Passage:

══════════════════════════════

This past Friday, Feb.3, the USDA’s Illinois Rural Development & Food & Nutrition Service Midwest held a one-day conference “The Many Faces of Know Your Farmer, Know Your Food”.  I attended part of the sessions and share tidbits below.  Please find first, the big take-aways I gained from the conference; then hear about the specific sessions I attended.  If you are interested in finding more, you can go to the link here for the full agenda.

The conference brought together organizations from 12 midwestern states as well as federal agencies, institutions, and others involved with agriculture to  learn successful models, resources, strategies and opportunities for supporting, cultivating and growing local/regional food systems in the Midwest. We also learned about available support from USDA agencies.  Illinois Senator Dick Durbin spoke,  and he reiterated his support for improving the local food system and helping the small farmer in Illinois and the midwest.  We heard about $4o million in grants awarded by the USDA.  You can find out more about that at the USDA blog.

There was a lot on the agenda so my commentary is just a taste of what was spoken and shared. My biggest take-away from attending the afternoon sessions of this conference was, as Colleen Callahan USDA Rural Development Illinois Director stated, the USDA is trying to be of service to the various constituencies supporting the local food movement, and the USDA is trying to break down the “silo effect” from different organizations working on their own.   Instead, the USDA is trying to encourage collaboration and the sharing of information, so growth can happen faster and the local food shed in Illinois and the Midwest flourishes.  The other major take-away I took from the afternoon sessions, was hearing about The Great Lakes Food Hub Network(GLFHN).

══════════════════════════════

Shape annotation entries:
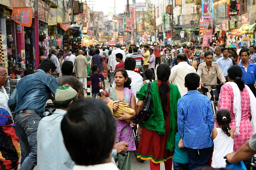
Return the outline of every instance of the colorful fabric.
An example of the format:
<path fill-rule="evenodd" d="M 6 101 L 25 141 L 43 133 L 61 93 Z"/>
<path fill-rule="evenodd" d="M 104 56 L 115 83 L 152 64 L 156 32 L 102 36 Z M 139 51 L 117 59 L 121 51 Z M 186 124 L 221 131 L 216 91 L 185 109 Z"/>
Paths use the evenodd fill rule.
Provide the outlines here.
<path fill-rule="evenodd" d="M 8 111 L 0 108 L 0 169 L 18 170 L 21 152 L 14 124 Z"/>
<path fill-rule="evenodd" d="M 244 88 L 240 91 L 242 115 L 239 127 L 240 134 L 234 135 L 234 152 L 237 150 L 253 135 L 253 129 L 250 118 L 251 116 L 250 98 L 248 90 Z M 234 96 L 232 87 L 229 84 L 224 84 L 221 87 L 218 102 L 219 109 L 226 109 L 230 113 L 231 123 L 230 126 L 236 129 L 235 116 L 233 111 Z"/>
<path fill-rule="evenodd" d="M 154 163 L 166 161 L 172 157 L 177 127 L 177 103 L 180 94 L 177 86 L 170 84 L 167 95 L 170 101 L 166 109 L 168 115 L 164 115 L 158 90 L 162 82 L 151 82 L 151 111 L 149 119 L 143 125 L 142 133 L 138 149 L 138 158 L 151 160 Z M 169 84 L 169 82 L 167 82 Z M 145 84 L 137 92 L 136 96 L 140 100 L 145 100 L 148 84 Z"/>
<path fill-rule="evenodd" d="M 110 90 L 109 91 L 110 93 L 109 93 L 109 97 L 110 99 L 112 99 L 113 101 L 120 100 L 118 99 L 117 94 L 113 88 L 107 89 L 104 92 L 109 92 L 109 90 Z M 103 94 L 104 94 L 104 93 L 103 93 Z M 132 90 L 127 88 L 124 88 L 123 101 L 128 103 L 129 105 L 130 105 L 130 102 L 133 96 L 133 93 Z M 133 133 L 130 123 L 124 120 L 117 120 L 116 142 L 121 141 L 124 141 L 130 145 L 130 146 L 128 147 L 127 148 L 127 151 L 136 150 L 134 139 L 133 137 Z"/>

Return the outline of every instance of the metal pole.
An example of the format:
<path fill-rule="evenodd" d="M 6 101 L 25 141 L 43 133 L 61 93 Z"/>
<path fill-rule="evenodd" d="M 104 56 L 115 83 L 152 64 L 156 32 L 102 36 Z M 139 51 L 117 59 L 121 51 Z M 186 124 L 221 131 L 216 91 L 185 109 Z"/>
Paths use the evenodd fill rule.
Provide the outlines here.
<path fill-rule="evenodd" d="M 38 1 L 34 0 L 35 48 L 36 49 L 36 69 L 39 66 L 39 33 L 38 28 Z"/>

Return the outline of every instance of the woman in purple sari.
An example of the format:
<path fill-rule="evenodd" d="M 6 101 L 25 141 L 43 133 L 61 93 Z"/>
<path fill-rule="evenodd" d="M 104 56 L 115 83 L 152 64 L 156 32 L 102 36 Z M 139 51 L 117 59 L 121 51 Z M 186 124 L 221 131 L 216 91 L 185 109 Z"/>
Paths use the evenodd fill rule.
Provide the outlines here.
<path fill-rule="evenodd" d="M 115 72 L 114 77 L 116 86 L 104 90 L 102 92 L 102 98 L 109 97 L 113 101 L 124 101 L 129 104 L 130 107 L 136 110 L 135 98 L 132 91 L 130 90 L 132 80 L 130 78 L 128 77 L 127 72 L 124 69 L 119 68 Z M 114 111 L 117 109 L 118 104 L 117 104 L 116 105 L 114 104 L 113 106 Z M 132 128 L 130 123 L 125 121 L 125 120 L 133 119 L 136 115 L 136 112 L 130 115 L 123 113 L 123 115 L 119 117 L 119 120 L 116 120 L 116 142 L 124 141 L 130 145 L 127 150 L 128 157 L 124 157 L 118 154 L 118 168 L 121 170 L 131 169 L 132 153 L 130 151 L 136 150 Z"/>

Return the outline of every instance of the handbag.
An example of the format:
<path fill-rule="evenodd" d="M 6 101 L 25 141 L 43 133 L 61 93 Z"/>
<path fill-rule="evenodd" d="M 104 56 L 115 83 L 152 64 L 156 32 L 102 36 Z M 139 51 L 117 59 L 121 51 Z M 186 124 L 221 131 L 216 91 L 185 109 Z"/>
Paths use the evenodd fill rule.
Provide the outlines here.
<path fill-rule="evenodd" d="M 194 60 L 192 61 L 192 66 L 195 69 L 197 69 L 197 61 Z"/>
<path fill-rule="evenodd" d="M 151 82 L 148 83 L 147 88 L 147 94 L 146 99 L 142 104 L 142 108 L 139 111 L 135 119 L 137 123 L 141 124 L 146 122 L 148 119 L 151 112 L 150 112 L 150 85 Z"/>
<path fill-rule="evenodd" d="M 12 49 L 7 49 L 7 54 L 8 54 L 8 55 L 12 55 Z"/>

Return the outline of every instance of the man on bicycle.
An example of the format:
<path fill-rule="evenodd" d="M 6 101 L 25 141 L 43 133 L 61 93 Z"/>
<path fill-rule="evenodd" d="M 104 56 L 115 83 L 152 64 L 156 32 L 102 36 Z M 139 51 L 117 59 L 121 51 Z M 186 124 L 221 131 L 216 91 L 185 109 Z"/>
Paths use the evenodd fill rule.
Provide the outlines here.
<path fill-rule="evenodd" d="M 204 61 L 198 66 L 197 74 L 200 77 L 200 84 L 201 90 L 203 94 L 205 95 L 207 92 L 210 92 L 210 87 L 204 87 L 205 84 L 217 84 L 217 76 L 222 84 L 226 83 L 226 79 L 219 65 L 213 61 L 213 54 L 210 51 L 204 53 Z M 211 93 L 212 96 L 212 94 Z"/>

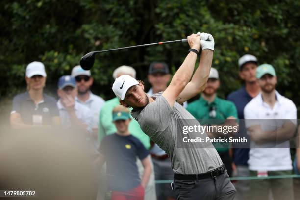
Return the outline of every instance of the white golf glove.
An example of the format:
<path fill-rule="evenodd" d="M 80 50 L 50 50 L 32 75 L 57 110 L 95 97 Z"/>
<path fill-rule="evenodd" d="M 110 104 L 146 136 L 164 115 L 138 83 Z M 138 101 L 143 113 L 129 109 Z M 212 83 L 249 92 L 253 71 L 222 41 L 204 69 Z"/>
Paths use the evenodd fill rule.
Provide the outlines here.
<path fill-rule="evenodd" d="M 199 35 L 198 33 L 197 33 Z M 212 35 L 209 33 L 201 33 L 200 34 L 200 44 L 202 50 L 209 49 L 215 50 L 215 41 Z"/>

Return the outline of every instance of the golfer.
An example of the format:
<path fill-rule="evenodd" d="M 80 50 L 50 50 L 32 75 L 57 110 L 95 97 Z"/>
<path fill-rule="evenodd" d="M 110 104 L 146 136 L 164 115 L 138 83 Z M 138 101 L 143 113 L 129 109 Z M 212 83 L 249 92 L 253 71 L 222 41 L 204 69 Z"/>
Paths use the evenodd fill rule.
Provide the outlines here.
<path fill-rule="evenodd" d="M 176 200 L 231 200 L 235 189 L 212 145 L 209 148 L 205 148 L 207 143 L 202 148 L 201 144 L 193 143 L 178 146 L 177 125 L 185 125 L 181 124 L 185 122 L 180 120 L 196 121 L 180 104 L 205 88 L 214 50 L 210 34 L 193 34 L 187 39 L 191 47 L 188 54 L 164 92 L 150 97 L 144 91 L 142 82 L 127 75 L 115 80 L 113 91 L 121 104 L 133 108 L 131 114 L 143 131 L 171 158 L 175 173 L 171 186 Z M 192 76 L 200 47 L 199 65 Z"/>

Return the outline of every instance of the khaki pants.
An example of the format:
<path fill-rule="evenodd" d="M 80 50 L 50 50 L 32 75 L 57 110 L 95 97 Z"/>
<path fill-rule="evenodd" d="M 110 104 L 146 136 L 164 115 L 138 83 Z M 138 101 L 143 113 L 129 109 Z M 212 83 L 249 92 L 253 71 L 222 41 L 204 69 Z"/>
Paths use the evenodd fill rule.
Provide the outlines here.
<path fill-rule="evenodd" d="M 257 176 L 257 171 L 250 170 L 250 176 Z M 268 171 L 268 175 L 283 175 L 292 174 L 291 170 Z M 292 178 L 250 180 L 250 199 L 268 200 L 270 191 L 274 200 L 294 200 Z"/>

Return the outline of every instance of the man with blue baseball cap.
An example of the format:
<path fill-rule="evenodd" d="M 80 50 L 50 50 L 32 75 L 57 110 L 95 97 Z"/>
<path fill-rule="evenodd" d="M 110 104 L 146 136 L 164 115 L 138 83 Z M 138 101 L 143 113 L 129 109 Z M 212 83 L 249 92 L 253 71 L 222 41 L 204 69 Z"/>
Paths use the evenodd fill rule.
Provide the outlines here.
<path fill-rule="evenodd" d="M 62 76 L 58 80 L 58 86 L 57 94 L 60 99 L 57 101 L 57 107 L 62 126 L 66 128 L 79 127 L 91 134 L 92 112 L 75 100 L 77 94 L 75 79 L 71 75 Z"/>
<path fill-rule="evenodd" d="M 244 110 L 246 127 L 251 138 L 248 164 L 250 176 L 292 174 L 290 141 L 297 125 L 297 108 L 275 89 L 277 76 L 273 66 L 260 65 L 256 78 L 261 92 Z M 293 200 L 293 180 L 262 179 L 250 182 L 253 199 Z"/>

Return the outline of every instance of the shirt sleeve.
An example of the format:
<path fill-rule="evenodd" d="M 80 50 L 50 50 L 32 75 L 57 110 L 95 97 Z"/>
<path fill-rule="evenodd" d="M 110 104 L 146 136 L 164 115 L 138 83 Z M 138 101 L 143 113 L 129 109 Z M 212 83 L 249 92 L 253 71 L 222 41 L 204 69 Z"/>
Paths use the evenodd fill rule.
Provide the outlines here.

══════════════════════════════

Exercises to complete:
a) Set down the conference post word for word, beginning at "This past Friday, Feb.3, the" and stopping after "the full agenda.".
b) In the conference post, how many midwestern states had organizations at the conference?

Replies:
a)
This past Friday, Feb.3, the USDA’s Illinois Rural Development & Food & Nutrition Service Midwest held a one-day conference “The Many Faces of Know Your Farmer, Know Your Food”.  I attended part of the sessions and share tidbits below.  Please find first, the big take-aways I gained from the conference; then hear about the specific sessions I attended.  If you are interested in finding more, you can go to the link here for the full agenda.

b) Twelve midwestern states.